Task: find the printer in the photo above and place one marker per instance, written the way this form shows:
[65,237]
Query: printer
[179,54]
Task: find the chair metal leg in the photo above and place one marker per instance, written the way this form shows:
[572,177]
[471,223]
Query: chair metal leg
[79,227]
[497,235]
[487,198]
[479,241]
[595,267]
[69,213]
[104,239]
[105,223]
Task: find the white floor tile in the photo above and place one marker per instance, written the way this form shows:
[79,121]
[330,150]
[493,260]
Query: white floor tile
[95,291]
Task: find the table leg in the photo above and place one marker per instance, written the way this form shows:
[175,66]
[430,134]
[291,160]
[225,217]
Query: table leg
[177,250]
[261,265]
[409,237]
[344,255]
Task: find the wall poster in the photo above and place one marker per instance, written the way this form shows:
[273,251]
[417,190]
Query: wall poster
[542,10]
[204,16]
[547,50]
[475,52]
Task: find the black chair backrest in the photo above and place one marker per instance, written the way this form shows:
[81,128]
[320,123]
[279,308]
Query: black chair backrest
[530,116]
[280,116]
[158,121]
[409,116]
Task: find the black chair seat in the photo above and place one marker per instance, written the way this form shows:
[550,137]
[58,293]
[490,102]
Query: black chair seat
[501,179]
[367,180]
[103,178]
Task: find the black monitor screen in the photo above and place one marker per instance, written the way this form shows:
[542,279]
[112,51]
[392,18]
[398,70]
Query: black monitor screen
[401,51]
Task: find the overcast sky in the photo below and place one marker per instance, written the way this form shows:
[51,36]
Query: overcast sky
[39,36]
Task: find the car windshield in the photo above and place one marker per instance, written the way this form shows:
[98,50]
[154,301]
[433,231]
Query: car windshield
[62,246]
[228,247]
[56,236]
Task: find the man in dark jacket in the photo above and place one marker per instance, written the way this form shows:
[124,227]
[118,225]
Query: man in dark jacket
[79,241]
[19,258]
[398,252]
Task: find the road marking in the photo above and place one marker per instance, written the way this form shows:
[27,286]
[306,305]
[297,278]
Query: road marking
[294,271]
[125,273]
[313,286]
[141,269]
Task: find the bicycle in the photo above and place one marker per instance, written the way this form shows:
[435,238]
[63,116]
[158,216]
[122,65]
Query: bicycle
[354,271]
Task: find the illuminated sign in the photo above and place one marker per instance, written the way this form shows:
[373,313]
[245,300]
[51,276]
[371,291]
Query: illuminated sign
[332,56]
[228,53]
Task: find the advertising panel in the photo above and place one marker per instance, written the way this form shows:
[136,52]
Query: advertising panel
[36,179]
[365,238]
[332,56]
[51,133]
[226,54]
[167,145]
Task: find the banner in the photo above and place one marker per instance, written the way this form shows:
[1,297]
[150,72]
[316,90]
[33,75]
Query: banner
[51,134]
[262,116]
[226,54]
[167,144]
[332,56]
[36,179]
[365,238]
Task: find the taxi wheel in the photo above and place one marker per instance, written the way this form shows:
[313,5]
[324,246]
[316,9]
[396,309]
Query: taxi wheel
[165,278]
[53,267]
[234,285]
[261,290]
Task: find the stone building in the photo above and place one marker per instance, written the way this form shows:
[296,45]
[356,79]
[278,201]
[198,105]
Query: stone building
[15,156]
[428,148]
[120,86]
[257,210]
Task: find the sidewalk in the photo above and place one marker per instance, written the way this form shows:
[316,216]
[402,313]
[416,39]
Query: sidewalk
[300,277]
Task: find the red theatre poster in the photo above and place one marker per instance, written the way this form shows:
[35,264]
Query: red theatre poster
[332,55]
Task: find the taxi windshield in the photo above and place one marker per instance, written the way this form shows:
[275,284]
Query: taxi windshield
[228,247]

▶ [What is expected] Your task is to extract all of the records exactly.

▶ [Answer below]
Task: find the printer in the photo above and place one marker per instance, written the way this form shows:
[65,237]
Query: printer
[179,54]
Task: find the chair metal leg in the photo above and place one marker per instance, written the way this form shows:
[572,177]
[471,223]
Query: chair metal leg
[79,227]
[497,235]
[487,198]
[479,241]
[595,267]
[69,213]
[104,239]
[105,223]
Task: find the white floor tile in the photo above and place one marker per instance, written the way this form shows:
[79,121]
[330,150]
[493,260]
Query: white floor tile
[95,291]
Task: find the table leg in the photo above and place one marker per instance, written the way this form shows:
[175,66]
[430,134]
[291,160]
[225,217]
Query: table leg
[177,250]
[261,265]
[409,237]
[344,255]
Task: find the wall poster in the photo above and place one marker per instance, written the way this form shows:
[273,251]
[417,190]
Query: wall poster
[542,10]
[204,16]
[547,50]
[475,52]
Task: find the black chair backrest in the photo above and place one marker per instance, written the way this form shows:
[81,128]
[320,123]
[279,308]
Query: black chair backrest
[530,116]
[280,116]
[158,121]
[409,116]
Task: find the black chair seat in the photo above and place one marker per instance, written the way this form shows:
[550,137]
[58,293]
[490,102]
Query: black chair seat
[501,179]
[367,180]
[103,178]
Task: find the black monitor screen in the photo above and place one marker per instance, written the way this form shows:
[542,279]
[112,51]
[392,18]
[398,70]
Query: black monitor screen
[401,51]
Task: find the overcast sky in the photo below and place one marker per instance, written the way this form shows:
[51,36]
Query: overcast sky
[39,36]
Task: find the car windshield in the photo above and place one marker per instance, written the way this form shows:
[98,50]
[154,301]
[433,231]
Query: car windshield
[62,246]
[228,247]
[56,236]
Task: find the man in dark jacket in the photo above and place one marker per instance, written the way this form shows:
[124,227]
[118,225]
Query: man in dark jacket
[79,241]
[19,258]
[398,252]
Task: find the road marking in the photo above and place one marker per instance, written the way this form shows:
[27,286]
[306,305]
[297,278]
Query: road marking
[294,271]
[125,273]
[313,286]
[141,269]
Task: find the bicycle in the photo above and place one marker per instance, written the way this form shows:
[435,238]
[63,116]
[158,216]
[122,65]
Query: bicycle
[354,271]
Task: find the illuminated sign in the photo above and place one marker per instance, written the way this form shows:
[373,313]
[245,300]
[51,276]
[371,291]
Query: illuminated sign
[332,56]
[228,53]
Task: find the advertising panel in the photo above and place one marker per instance, written the way this form shows:
[136,52]
Query: advertising panel
[36,179]
[365,238]
[332,56]
[51,133]
[226,54]
[167,145]
Task: find the banner in the photo above and place one marker per instance, written the way this form shows:
[1,297]
[150,72]
[316,90]
[33,75]
Query: banner
[51,134]
[262,116]
[226,54]
[167,144]
[332,56]
[36,179]
[365,238]
Task: find the taxi wheel in the photo above and place one marker per instance, written the way this form shows:
[313,5]
[324,246]
[316,9]
[396,309]
Query: taxi wheel
[165,278]
[53,267]
[234,285]
[261,290]
Task: find the stone building in the photo above and place one marker per instance, written the way this form shows:
[296,45]
[356,79]
[278,201]
[198,105]
Query: stone building
[15,156]
[428,148]
[120,86]
[257,210]
Task: find the sidewalk in the photo above and place one marker per instance, written the way this form shows:
[316,216]
[402,313]
[416,39]
Query: sidewalk
[300,277]
Task: find the red theatre poster in the photo above and place one marker per instance, written the way this form shows:
[35,264]
Query: red theatre poster
[332,55]
Task: find the taxi windshield in the photo above and place one marker per instance, written the way this form shows:
[275,284]
Query: taxi windshield
[228,247]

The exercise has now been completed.